Stored data:
════════
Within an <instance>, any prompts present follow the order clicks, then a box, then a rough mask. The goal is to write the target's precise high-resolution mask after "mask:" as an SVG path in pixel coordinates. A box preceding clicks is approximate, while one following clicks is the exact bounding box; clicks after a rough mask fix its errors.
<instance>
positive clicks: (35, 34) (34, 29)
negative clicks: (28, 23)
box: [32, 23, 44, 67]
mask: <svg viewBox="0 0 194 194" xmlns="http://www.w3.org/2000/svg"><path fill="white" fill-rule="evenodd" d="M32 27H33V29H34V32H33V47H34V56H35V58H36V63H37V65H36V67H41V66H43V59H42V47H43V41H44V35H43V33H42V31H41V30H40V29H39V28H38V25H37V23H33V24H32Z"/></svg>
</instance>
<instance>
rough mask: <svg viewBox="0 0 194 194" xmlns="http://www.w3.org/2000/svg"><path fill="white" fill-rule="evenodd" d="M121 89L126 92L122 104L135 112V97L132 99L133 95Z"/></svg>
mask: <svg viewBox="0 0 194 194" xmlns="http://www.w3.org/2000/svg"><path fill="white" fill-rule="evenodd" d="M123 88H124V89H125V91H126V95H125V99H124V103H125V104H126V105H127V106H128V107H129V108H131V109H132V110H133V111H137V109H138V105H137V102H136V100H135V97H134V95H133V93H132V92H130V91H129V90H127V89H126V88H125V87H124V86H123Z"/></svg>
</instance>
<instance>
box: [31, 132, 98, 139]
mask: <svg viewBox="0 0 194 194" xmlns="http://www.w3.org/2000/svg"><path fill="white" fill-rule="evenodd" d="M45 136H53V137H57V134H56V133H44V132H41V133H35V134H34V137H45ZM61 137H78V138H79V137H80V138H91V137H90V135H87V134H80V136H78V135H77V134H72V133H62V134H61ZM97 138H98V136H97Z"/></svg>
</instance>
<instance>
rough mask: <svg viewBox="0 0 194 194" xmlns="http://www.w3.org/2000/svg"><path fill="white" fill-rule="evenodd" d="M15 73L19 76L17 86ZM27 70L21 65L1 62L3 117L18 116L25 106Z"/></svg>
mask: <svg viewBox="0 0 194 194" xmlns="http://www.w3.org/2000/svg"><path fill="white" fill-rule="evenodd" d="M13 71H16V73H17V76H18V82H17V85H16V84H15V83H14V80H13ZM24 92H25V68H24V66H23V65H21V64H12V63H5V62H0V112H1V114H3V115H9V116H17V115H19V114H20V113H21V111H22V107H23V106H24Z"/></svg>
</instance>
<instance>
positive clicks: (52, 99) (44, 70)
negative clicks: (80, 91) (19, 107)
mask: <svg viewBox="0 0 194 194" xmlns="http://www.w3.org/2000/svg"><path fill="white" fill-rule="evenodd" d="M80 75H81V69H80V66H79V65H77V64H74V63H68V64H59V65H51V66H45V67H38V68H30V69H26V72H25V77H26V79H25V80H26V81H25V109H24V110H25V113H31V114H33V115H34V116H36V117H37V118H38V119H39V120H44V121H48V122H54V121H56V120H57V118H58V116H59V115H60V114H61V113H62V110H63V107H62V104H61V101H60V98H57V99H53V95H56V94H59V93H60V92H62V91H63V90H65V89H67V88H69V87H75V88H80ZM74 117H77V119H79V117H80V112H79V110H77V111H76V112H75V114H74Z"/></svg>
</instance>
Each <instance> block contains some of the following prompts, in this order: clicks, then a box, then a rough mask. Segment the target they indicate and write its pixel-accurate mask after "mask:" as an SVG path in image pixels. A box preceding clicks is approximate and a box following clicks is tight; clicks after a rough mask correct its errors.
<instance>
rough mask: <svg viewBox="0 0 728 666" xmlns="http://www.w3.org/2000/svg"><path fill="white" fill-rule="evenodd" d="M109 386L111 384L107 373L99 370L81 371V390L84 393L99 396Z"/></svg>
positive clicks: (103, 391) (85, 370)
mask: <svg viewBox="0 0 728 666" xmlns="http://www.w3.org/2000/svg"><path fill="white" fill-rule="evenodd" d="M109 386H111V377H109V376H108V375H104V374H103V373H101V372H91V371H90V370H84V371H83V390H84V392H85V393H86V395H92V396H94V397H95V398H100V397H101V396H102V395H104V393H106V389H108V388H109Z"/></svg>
════════
• TASK DIRECTIONS
Keep the wording exact. Give all of the records again.

• EXERCISE ANSWER
Within an <instance>, any prompts present follow the order clicks, then a box, then a rough mask. The goal is to write the target's precise high-resolution mask after "mask:" as an SVG path in pixel coordinates. A box preceding clicks is approximate, while one following clicks is the exact bounding box; clicks after a rough mask fix its errors.
<instance>
positive clicks: (35, 34) (34, 29)
negative clicks: (28, 23)
box: [32, 23, 44, 67]
mask: <svg viewBox="0 0 194 194" xmlns="http://www.w3.org/2000/svg"><path fill="white" fill-rule="evenodd" d="M32 27H33V29H34V32H33V47H34V56H35V58H36V63H37V65H36V67H41V66H43V59H42V47H43V41H44V35H43V33H42V31H41V30H40V29H39V28H38V25H37V23H33V24H32Z"/></svg>
</instance>
<instance>
rough mask: <svg viewBox="0 0 194 194" xmlns="http://www.w3.org/2000/svg"><path fill="white" fill-rule="evenodd" d="M121 89L126 92L122 104L135 112V97L132 99L133 95Z"/></svg>
mask: <svg viewBox="0 0 194 194" xmlns="http://www.w3.org/2000/svg"><path fill="white" fill-rule="evenodd" d="M123 88H124V89H125V91H126V95H125V99H124V103H125V104H126V105H127V106H128V107H129V108H131V109H132V110H133V111H137V109H138V105H137V102H136V100H135V97H134V95H133V93H132V92H130V91H129V90H127V89H126V88H125V87H124V86H123Z"/></svg>
</instance>
<instance>
box: [31, 132, 98, 139]
mask: <svg viewBox="0 0 194 194" xmlns="http://www.w3.org/2000/svg"><path fill="white" fill-rule="evenodd" d="M45 136H53V137H57V134H56V133H44V132H41V133H35V134H34V137H45ZM61 137H78V138H79V137H80V138H91V137H90V135H87V134H80V136H78V135H77V134H72V133H62V134H61ZM97 138H98V136H97Z"/></svg>
</instance>
<instance>
rough mask: <svg viewBox="0 0 194 194" xmlns="http://www.w3.org/2000/svg"><path fill="white" fill-rule="evenodd" d="M15 73L19 76L17 86ZM27 70L21 65L1 62L3 117L18 116L25 106Z"/></svg>
mask: <svg viewBox="0 0 194 194" xmlns="http://www.w3.org/2000/svg"><path fill="white" fill-rule="evenodd" d="M13 71H16V73H17V76H18V82H17V85H16V84H15V83H14V80H13ZM24 92H25V68H24V66H23V65H21V64H12V63H5V62H0V112H1V114H3V115H9V116H17V115H19V114H20V113H21V111H22V107H23V106H24Z"/></svg>
</instance>
<instance>
positive clicks: (52, 99) (44, 70)
negative clicks: (80, 91) (19, 107)
mask: <svg viewBox="0 0 194 194" xmlns="http://www.w3.org/2000/svg"><path fill="white" fill-rule="evenodd" d="M80 75H81V69H80V66H79V65H77V64H74V63H68V64H59V65H51V66H45V67H38V68H30V69H26V72H25V77H26V79H25V80H26V81H25V109H24V110H25V113H31V114H33V115H34V116H36V117H37V118H38V119H39V120H44V121H48V122H54V121H56V120H57V118H58V116H59V115H60V114H61V113H62V110H63V107H62V104H61V101H60V98H57V99H53V95H56V94H59V93H60V92H62V91H63V90H65V89H67V88H69V87H75V88H80ZM74 117H77V119H79V117H80V112H79V110H77V111H76V112H75V114H74Z"/></svg>
</instance>
Each <instance> block contains some of the following prompts, in this order: clicks, then a box, then a rough mask. Segment the target they indicate and write its pixel-accurate mask after "mask:" as an SVG path in image pixels. A box preceding clicks is approximate and a box following clicks is tight; clicks after a rough mask correct its errors.
<instance>
rough mask: <svg viewBox="0 0 728 666" xmlns="http://www.w3.org/2000/svg"><path fill="white" fill-rule="evenodd" d="M109 386L111 384L107 373L99 370L81 371V390L84 393L99 396Z"/></svg>
positive clicks: (103, 391) (85, 370)
mask: <svg viewBox="0 0 728 666" xmlns="http://www.w3.org/2000/svg"><path fill="white" fill-rule="evenodd" d="M109 386H111V377H109V376H108V375H104V374H103V373H101V372H91V371H90V370H84V371H83V390H84V392H85V393H86V395H92V396H94V397H95V398H100V397H101V396H102V395H104V393H106V389H108V388H109Z"/></svg>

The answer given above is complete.